SHORT EXERCISE:
Output the data below verbatim, starting at the line containing "Every instance of the desert shrub" and ending at the line containing "pixel 329 486", with both of those lines included.

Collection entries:

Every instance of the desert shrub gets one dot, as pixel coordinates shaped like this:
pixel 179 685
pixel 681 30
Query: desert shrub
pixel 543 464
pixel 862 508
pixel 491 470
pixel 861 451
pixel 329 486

...

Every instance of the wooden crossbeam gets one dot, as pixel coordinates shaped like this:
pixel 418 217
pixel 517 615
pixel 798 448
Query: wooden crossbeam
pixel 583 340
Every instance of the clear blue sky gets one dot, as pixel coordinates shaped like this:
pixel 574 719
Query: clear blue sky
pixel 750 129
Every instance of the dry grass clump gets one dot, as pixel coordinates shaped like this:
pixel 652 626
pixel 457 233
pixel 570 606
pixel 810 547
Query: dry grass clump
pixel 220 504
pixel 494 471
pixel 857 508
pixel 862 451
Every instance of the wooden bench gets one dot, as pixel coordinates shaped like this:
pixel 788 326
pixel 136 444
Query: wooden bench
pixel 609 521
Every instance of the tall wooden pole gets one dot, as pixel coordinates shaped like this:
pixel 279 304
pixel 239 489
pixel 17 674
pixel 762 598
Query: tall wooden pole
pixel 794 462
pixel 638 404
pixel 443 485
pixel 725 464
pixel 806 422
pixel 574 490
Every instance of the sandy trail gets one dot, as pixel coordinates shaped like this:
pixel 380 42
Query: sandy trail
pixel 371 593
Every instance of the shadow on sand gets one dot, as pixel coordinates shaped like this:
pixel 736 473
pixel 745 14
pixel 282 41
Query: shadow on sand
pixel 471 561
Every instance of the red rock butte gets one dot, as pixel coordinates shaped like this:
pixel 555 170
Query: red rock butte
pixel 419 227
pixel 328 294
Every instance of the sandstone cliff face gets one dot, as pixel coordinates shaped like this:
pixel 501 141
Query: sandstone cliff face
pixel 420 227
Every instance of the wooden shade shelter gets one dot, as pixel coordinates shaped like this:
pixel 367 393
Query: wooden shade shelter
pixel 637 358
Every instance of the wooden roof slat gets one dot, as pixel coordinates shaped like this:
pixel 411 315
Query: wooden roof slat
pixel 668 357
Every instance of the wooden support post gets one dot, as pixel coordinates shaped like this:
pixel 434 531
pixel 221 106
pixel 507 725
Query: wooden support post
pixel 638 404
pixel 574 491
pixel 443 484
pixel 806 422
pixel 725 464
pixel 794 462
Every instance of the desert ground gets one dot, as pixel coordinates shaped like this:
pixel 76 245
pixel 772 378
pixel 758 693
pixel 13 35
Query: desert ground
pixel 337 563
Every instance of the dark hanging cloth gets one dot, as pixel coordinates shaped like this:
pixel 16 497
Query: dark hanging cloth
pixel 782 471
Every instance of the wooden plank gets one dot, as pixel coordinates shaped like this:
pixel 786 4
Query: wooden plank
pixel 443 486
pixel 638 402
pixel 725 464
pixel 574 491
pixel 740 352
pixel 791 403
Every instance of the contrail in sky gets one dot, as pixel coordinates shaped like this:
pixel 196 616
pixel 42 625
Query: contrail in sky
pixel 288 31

RESPONSE TO THIS EXERCISE:
Every instance of the desert shrub gets one dot, as pixel coordinates shaped like this:
pixel 179 685
pixel 681 30
Query: desert shrub
pixel 543 464
pixel 862 508
pixel 491 470
pixel 861 451
pixel 329 486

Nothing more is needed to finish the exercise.